**Source document:**
[Start of section]

Ecstasy Levels Spike In Rivers Near Major Music Festival

Ecstasy pills in hand (Photo by Universal Images Group via Getty Images)
Ecstasy pills in hand (Photo by Universal Images Group via Getty Images)

Levels of the illegal drug ecstasy were found to have spiked in rivers near a major music festival in Taiwan that draws more than a half-million revelers annually. Researchers said they're concerned not only about widespread use of the drug at the festival, but its potential effect on aquatic life.

A report published Wednesday in Environmental Science & Technology found that during the outdoor music fest "Spring Scream," held each April in southern Taiwan -- attended by approximately 600,000 "pop music fans and youth" -- local rivers show a significant rise in illicit drugs, including MDMA (also known as "ecstasy" or "Molly") and ketamine, as well as caffeine, acetaminophen and pseudoephedrine.

"Drug abuse and addiction during the youth festival, and consequent environmental issue are of concern," the researchers write.

The study examines the impact of "emerging contaminants" -- which includes drugs and personal care products like skin cleaner or deodorant -- that wind up in wastewater treatment facilities. These treatment facilities, the scientists say, aren't designed to remove these chemicals, so trace amounts can wind up in the water supply and soil, harming the ecosystem.

[End of section]

**What this exercise asks:**
**a)** In the article on ecstasy levels in rivers near a music festival, reproduce the passage from "Ecstasy Levels Spike" up to and including "on aquatic life.", swapping "revelers" for "festivalgoers".
**b)** Answer these questions from the article on ecstasy levels near the Taiwan music festival:
(i) About how many people attend "Spring Scream"?
(ii) In which journal was the report published?
(iii) Which personal care products does the article give as examples of "emerging contaminants"?
**c)** Extend the article on ecstasy levels in rivers near the Taiwan music festival, beginning after its final sentence.

**Recorded information:**
[Start of section]

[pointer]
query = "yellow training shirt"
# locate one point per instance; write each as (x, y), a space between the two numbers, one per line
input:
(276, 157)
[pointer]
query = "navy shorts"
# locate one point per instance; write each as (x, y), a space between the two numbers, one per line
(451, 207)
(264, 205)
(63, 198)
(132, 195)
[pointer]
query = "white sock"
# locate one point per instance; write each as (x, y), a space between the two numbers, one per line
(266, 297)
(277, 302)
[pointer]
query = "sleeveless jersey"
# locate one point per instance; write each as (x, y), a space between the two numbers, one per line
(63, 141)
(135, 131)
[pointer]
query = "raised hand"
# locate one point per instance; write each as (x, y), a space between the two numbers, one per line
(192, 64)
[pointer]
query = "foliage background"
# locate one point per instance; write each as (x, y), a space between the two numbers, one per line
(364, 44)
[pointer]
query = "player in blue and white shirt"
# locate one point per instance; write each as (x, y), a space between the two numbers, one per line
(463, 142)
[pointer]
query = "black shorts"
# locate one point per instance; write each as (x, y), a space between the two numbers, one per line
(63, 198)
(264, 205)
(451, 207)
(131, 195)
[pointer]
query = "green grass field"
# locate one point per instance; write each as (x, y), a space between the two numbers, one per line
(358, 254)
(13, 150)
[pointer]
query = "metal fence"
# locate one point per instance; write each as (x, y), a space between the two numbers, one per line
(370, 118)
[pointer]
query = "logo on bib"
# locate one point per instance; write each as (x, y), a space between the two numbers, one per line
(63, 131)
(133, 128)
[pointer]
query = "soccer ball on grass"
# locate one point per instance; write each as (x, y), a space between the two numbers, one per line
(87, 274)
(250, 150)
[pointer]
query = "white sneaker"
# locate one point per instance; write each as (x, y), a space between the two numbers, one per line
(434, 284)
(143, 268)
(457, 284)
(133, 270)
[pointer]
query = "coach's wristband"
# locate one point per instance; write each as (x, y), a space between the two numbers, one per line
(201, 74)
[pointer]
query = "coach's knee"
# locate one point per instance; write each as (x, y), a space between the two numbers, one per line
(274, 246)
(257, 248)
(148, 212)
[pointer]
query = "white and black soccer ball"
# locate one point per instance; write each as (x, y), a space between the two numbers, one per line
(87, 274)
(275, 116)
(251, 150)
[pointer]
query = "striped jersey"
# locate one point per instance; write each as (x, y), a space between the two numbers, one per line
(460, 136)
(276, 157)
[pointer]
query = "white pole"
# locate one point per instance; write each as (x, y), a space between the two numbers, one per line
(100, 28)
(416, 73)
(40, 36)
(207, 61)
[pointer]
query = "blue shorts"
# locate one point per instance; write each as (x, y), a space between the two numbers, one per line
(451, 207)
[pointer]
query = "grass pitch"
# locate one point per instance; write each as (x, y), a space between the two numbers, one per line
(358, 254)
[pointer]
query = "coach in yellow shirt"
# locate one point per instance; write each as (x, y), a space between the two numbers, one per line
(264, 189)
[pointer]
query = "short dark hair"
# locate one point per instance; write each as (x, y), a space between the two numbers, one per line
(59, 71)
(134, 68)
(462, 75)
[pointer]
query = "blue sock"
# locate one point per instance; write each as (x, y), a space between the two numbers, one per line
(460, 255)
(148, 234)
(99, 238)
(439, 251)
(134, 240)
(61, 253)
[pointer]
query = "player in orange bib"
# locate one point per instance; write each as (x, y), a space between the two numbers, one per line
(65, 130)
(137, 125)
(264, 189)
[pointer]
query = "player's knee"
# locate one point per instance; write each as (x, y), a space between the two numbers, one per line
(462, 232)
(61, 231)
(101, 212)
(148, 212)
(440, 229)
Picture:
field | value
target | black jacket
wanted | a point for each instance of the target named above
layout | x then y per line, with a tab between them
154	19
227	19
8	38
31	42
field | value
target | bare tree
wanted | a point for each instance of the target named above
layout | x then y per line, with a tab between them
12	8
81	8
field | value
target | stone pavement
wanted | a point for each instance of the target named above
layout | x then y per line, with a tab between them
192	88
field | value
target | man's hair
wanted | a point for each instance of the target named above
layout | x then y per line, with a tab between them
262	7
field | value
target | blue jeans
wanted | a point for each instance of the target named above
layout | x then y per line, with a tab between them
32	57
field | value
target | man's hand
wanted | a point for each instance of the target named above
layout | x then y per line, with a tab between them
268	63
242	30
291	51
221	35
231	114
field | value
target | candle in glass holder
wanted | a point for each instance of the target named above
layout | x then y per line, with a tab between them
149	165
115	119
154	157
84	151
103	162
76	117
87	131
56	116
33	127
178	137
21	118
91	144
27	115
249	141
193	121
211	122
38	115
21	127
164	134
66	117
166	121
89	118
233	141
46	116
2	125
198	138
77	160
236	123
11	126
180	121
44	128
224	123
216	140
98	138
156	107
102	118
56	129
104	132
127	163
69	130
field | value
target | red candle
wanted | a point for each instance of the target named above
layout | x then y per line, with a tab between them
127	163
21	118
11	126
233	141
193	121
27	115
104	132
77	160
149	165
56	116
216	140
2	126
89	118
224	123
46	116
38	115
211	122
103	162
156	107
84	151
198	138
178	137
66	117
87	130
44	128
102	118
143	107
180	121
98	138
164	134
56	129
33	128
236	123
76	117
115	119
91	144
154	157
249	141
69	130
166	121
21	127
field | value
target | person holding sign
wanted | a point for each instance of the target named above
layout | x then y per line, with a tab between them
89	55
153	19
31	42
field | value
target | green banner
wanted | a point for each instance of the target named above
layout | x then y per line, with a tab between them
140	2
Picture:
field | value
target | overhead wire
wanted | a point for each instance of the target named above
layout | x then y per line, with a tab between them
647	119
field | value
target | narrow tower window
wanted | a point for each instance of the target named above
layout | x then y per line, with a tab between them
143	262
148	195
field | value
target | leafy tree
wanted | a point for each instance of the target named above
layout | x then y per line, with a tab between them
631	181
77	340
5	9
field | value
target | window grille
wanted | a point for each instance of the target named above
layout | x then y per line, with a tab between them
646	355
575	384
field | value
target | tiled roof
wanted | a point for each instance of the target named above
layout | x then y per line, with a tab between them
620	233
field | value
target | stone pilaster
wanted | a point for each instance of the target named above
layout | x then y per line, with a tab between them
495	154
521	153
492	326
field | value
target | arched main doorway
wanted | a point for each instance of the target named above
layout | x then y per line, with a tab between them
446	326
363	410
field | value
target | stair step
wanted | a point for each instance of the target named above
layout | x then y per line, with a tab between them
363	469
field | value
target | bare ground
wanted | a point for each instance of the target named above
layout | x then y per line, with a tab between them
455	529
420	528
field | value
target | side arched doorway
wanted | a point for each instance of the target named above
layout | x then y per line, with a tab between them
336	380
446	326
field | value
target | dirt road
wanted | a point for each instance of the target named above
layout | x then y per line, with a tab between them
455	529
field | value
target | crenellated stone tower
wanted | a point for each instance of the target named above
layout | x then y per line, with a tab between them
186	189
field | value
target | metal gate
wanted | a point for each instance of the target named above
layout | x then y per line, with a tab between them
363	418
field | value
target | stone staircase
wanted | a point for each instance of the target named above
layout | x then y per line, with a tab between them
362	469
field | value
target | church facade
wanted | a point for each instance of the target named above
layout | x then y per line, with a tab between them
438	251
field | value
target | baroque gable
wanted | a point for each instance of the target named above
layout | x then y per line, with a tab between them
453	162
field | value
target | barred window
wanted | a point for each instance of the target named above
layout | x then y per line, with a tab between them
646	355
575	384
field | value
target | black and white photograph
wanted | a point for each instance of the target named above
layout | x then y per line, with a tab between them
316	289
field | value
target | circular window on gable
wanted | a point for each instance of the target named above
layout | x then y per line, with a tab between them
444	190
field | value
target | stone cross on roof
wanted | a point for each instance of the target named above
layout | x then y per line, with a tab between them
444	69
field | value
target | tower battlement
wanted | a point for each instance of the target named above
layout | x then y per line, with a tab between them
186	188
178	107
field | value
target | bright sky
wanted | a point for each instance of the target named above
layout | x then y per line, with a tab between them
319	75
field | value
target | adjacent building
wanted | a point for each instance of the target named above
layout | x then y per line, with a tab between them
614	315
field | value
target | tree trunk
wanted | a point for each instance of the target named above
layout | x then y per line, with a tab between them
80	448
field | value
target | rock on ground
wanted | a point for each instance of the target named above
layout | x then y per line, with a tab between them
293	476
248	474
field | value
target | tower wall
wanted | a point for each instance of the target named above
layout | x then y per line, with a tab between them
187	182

[End of section]

**Outputs by task:**
**a)**
Ecstasy Levels Spike In Rivers Near Major Music Festival

Ecstasy pills in hand (Photo by Universal Images Group via Getty Images)
Ecstasy pills in hand (Photo by Universal Images Group via Getty Images)

Levels of the illegal drug ecstasy were found to have spiked in rivers near a major music festival in Taiwan that draws more than a half-million festivalgoers annually. Researchers said they're concerned not only about widespread use of the drug at the festival, but its potential effect on aquatic life.

**b)**
(i) Approximately 600,000.
(ii) Environmental Science & Technology.
(iii) Skin cleaner and deodorant.

**c)**
"The widespread occurrence of these contaminants in freshwater is potentially a major problem with consequences that are yet to be fully understood," the researchers write. "Although some of the compounds have been proposed to be included in regulatory lists, there is relatively little information on their ecotoxicological effects, and until now, they have escaped regulation."

Some pharmaceutical contaminants have already been found to affect biological diversity and cause behavioral changes in some fish, and may pose "moderate to high risk" to plants and animals in a contaminated area, the researchers note.

In recent years, scientists have been analyzing the world's sewage to track the consumption of various substances, an analysis called "sewage epidemiology." One study examining illicit drugs in two wastewater treatment plants near Albany, New York, detected cocaine in 93 percent of untreated water samples.

Another study found that the Belgian city of Antwerp had the highest traces of cocaine, amphetamine, cannabis, and ecstasy in sewage of more than 40 European cities tested.